Jacko Jnr 8:40 am, 7-May-2011

So the 5th Pippa Middleton column you have written in a week. Time to move on I think...

Val W. 10:41 am, 7-May-2011

What Ass! If Pippa went to Cali her Assness would be ran out of town for being MIA. If she does have an Ass, can someone tell me where is it? Please people...see what's there (or not there), and not what you think you see. Anyway, since she gets spray tanned, she could be getting butt injections also in order to fill in that straight unappealing dress! PEOPLE PLEASE GET A GRIP! Beyonce, J-Lo, Kim D. please chime in!!!!!!!!!!!!!!!

jayjay 11:52 am, 7-May-2011

Yeah. Still funny.

Stefan 1:53 pm, 7-May-2011

And lo - they did continue to flog the horse even though it had long since shuffled off this mortal coil

Jimmy C 2:31 pm, 7-May-2011

I see you baby. I see you baby. Milkin' that ass. Milkin' that ass.

▸ **Record excerpts**
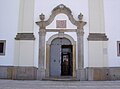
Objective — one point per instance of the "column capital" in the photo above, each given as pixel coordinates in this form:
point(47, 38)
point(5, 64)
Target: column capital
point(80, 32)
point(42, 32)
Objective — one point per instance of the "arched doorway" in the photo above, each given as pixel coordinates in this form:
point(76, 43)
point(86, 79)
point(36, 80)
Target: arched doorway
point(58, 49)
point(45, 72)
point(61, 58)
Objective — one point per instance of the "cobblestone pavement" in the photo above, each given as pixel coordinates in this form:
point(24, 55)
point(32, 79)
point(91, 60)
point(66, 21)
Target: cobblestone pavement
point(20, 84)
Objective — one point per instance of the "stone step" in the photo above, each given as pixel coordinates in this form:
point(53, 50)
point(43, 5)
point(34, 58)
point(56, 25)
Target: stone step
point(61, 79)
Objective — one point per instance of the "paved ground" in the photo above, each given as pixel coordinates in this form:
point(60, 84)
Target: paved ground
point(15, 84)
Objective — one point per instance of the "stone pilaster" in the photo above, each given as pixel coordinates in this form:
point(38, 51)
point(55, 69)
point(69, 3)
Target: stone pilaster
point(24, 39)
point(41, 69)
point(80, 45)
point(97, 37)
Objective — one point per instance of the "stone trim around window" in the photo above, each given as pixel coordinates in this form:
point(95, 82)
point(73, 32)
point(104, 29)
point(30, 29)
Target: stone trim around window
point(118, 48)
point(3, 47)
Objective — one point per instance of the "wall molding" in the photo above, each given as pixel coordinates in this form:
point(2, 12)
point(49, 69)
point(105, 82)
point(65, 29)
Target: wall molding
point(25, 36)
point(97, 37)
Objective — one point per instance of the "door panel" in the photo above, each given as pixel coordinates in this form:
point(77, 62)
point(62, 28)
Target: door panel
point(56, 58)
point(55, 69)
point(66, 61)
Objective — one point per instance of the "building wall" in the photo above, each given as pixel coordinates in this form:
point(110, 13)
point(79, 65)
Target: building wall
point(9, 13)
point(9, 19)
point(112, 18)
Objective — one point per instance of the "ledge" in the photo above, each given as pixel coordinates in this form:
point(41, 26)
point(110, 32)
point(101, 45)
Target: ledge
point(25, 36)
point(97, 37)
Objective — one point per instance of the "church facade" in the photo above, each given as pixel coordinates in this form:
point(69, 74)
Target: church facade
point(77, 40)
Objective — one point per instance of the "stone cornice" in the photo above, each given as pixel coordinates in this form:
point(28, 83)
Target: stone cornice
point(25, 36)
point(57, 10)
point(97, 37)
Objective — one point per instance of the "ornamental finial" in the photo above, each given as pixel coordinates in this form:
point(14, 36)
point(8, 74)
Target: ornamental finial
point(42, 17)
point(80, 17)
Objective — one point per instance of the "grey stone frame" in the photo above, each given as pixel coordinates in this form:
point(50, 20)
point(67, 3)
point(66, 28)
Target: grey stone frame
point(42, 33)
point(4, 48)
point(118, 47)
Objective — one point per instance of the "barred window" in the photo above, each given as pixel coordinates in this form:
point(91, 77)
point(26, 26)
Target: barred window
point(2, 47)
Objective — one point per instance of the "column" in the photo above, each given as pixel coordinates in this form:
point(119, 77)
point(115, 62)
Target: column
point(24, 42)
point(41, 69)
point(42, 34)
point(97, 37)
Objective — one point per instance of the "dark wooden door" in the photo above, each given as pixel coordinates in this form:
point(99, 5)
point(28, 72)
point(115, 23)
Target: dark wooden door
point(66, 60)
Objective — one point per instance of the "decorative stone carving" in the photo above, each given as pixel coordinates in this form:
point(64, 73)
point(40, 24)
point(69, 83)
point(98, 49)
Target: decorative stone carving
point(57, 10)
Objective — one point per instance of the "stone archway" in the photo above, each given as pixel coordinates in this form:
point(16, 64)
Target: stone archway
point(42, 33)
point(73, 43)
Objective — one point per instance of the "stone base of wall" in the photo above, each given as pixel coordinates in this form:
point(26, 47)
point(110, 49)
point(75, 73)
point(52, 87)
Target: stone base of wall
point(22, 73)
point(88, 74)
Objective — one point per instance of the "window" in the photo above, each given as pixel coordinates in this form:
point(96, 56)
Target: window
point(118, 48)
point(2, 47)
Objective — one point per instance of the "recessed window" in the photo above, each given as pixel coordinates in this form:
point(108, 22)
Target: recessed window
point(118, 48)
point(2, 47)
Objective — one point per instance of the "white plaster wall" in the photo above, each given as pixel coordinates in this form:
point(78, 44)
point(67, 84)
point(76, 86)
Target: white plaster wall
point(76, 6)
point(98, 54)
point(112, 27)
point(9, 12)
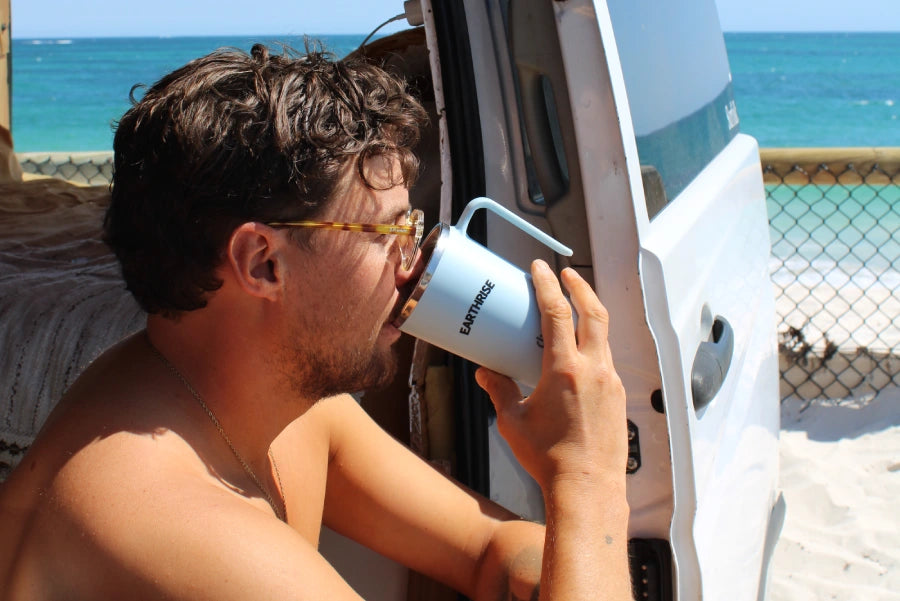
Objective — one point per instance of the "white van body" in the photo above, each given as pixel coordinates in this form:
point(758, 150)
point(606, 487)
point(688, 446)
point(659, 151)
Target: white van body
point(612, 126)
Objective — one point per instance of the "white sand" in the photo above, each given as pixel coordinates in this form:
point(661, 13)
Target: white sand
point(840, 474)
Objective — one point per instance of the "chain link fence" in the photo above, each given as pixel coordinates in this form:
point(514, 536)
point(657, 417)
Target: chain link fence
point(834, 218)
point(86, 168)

▸ **Short task**
In the comment thread, what reason does Jacko Jnr give for saying it is time to move on? Answer in one to three sentences.

▸ **Complete response**
Jacko Jnr says it is time to move on because this is the fifth column about Pippa Middleton that the writer has published in a week.